REQUEST
Copy the listing below word for word, omitting the pictures.

* BEGIN GIVEN RECORDS *

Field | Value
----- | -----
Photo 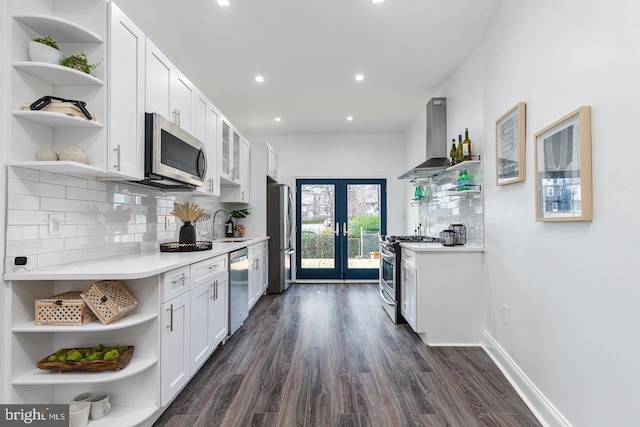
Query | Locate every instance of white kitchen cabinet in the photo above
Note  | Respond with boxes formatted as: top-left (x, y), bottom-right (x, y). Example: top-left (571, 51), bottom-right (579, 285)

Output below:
top-left (401, 247), bottom-right (484, 345)
top-left (266, 143), bottom-right (278, 181)
top-left (248, 242), bottom-right (269, 310)
top-left (145, 38), bottom-right (197, 134)
top-left (190, 255), bottom-right (229, 375)
top-left (400, 265), bottom-right (418, 331)
top-left (220, 138), bottom-right (251, 203)
top-left (195, 95), bottom-right (221, 196)
top-left (107, 3), bottom-right (146, 179)
top-left (160, 266), bottom-right (191, 406)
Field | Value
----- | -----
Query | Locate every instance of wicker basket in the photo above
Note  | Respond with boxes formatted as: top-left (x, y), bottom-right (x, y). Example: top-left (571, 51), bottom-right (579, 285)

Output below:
top-left (80, 280), bottom-right (138, 325)
top-left (35, 292), bottom-right (97, 326)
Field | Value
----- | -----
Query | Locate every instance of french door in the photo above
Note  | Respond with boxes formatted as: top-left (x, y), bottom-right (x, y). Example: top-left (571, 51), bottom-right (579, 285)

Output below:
top-left (296, 179), bottom-right (387, 280)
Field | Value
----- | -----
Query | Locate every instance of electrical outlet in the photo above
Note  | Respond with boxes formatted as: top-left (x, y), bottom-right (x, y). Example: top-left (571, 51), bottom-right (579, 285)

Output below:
top-left (502, 304), bottom-right (509, 325)
top-left (49, 214), bottom-right (64, 236)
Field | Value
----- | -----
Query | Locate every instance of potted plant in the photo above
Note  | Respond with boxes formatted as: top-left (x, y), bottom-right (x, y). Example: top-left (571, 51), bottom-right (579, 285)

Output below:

* END GIVEN RECORDS *

RIGHT ANSWER
Field | Value
----- | -----
Photo 
Query | Locate every instance of white kitchen cabinet in the photo above
Note  | Respond with boxes formatted as: top-left (x, y), bottom-right (x, y). Example: top-left (571, 51), bottom-right (579, 285)

Output below:
top-left (401, 247), bottom-right (484, 345)
top-left (266, 143), bottom-right (278, 181)
top-left (248, 242), bottom-right (269, 310)
top-left (145, 38), bottom-right (197, 134)
top-left (190, 255), bottom-right (229, 375)
top-left (400, 265), bottom-right (418, 331)
top-left (220, 138), bottom-right (251, 203)
top-left (195, 95), bottom-right (221, 196)
top-left (107, 3), bottom-right (146, 179)
top-left (160, 266), bottom-right (191, 406)
Field | Value
----- | -----
Query | Locate every instance of wicker basket in the photo above
Note  | Respond with boxes formatted as: top-left (x, y), bottom-right (x, y). Example: top-left (571, 51), bottom-right (579, 285)

Output below:
top-left (80, 280), bottom-right (138, 325)
top-left (35, 292), bottom-right (97, 326)
Field | Value
----- | -----
Query | Locate every instance of french door in the photo above
Note  | Respond with boxes formatted as: top-left (x, y), bottom-right (x, y). Example: top-left (571, 51), bottom-right (579, 285)

Output below:
top-left (296, 179), bottom-right (387, 280)
Field | Value
----- | -----
Query | Locate every instance of electrical outlet in the photo above
Note  | Respond with boxes formatted as: top-left (x, y), bottom-right (x, y). Example: top-left (571, 51), bottom-right (579, 285)

Output below:
top-left (502, 304), bottom-right (509, 325)
top-left (49, 214), bottom-right (64, 236)
Field | Value
----- | -----
Query | Locate every instance of potted plant in the photo above
Note  | Respond with boxes formatted as: top-left (x, y), bottom-right (x, y). Example: top-left (571, 51), bottom-right (579, 285)

Output below:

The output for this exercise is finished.